>> BEGIN Dataset extract

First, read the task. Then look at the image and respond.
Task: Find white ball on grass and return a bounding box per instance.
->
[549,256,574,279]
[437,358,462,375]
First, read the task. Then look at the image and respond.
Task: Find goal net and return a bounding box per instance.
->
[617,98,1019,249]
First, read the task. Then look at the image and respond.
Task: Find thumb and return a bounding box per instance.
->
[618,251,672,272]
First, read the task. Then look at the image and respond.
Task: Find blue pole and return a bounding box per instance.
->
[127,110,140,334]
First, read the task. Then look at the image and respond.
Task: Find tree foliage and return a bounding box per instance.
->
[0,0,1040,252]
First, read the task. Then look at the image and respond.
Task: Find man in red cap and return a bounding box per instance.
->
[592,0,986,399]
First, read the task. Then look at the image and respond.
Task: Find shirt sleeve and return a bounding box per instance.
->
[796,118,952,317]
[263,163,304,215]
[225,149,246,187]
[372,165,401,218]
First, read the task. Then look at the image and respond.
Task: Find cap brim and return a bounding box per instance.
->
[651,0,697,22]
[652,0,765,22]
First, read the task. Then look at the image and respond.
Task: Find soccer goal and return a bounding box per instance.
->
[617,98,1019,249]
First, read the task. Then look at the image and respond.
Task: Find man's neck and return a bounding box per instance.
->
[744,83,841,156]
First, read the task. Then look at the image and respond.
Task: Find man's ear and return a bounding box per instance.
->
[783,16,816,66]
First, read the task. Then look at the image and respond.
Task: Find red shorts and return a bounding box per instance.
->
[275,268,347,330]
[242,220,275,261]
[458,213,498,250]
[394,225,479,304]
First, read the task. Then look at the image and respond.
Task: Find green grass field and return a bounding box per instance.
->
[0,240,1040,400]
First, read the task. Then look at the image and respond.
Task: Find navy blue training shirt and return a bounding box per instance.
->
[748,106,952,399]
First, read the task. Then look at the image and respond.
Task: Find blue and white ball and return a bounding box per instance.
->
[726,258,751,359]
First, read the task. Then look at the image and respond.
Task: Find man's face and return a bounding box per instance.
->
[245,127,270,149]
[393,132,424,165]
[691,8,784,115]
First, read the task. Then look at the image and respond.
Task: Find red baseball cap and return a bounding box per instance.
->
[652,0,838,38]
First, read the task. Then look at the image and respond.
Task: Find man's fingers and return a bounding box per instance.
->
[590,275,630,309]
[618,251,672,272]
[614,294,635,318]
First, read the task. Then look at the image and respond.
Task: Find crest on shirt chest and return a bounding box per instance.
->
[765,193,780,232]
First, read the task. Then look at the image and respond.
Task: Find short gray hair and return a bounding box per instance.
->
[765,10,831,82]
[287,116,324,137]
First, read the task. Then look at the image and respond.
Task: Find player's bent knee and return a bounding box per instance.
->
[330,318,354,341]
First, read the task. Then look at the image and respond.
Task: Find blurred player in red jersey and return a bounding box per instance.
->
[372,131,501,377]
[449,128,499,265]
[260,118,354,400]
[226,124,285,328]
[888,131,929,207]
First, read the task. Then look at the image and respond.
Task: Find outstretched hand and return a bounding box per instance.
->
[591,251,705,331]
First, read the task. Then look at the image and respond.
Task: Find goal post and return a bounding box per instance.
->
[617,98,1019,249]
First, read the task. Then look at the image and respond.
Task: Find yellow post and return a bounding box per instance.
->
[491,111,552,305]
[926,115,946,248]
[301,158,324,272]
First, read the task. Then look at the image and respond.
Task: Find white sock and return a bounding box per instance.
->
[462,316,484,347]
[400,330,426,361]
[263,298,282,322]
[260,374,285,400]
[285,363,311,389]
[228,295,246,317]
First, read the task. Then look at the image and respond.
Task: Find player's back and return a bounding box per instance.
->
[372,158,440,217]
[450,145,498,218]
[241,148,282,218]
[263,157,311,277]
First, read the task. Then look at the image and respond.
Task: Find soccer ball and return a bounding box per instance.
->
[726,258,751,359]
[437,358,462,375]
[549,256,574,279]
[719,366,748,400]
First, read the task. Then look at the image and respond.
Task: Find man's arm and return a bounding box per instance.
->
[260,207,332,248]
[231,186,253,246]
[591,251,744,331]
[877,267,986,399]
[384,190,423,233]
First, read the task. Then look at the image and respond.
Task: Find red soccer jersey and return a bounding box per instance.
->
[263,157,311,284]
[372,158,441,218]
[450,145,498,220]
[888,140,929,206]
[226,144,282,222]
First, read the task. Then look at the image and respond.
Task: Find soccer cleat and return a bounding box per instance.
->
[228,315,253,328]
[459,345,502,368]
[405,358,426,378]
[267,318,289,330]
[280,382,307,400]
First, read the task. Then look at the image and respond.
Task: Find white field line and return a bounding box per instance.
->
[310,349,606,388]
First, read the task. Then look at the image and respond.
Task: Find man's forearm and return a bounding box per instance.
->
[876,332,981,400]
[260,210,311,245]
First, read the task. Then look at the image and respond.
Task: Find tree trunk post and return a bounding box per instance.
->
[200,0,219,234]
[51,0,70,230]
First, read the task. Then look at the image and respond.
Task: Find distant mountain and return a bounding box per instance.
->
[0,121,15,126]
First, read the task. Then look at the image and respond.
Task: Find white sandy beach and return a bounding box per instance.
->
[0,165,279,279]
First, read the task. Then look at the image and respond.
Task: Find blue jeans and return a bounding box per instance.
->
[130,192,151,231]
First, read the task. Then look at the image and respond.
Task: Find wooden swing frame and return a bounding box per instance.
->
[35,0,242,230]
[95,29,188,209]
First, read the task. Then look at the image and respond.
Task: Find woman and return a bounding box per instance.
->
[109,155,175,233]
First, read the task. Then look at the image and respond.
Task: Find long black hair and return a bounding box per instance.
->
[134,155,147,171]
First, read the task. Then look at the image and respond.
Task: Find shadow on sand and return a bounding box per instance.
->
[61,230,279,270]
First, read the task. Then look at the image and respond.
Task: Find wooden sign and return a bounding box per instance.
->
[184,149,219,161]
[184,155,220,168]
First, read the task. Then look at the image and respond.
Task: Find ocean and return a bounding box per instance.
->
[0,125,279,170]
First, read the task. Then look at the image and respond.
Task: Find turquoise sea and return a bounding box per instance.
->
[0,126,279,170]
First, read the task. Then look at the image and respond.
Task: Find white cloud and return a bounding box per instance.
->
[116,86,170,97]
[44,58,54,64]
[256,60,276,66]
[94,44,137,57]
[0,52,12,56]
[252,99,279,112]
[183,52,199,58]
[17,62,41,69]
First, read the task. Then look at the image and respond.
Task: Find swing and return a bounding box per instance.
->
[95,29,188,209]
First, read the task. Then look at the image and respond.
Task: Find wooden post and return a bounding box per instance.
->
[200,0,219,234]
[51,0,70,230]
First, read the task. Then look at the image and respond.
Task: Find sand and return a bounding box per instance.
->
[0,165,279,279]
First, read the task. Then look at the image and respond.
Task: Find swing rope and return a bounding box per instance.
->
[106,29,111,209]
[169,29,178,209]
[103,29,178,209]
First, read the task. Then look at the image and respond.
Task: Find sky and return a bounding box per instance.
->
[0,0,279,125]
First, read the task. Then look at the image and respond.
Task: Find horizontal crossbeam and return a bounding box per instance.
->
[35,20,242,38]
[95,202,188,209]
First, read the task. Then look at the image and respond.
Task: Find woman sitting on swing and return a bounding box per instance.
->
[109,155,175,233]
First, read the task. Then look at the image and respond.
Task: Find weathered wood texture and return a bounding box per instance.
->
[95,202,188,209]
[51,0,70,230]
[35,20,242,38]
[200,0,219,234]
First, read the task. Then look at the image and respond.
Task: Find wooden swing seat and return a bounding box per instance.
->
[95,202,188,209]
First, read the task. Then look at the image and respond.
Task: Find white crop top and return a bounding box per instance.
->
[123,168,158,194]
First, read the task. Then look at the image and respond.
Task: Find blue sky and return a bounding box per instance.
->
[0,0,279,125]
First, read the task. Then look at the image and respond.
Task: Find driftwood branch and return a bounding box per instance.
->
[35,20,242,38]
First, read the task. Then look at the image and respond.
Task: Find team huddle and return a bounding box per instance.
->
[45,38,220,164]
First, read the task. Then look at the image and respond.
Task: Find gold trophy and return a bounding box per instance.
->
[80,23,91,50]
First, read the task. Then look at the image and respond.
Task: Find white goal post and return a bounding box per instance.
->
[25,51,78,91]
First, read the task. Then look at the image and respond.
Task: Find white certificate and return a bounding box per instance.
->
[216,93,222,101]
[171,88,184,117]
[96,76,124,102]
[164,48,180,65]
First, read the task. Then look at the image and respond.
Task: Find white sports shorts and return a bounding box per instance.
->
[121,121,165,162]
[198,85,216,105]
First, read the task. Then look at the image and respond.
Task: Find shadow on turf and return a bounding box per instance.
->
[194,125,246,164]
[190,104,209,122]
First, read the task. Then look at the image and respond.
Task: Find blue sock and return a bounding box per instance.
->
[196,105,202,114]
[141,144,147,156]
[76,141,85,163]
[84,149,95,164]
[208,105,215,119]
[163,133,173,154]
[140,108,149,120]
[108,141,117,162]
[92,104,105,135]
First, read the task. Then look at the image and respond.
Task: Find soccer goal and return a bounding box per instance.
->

>> END Dataset extract

**The task**
Copy the rows word for word, from the very first line down to the line holding "[127,110,140,334]", including that line.

**Right answer**
First, read the task. Then look at the image and respond.
Task: Find white ball on grass and return a bounding box per instance.
->
[549,256,574,279]
[437,358,462,375]
First, read the task. Then look at the image and respond.
Task: Find goal net and return a bounding box per instance.
->
[617,98,1019,249]
First, read the task. Then look at the image and respond.
Task: Find thumb and return a bounding box per instance.
->
[618,251,672,272]
First, read the task. Then look at the image and respond.
Task: Find blue pole and return a bounding box per instance.
->
[127,110,140,334]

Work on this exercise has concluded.